Entries contained in a dataset:

## START

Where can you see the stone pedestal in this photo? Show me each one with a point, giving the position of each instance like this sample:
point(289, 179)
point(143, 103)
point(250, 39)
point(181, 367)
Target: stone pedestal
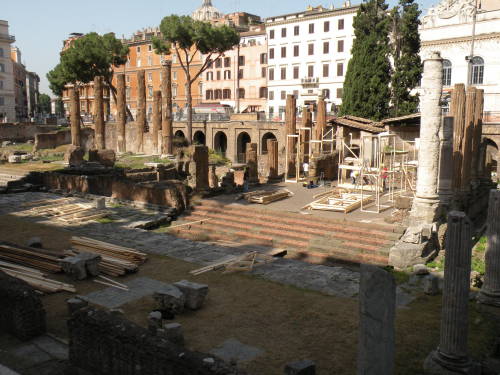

## END

Exercise brief:
Extract every line in the entries above that contains the string "pedestal", matching case exactly, and copy each such line in full.

Output:
Where can you see the stone pedestal in this photo? Show me each one with a point, giving the position of each instance like this sample:
Target: stone pedestal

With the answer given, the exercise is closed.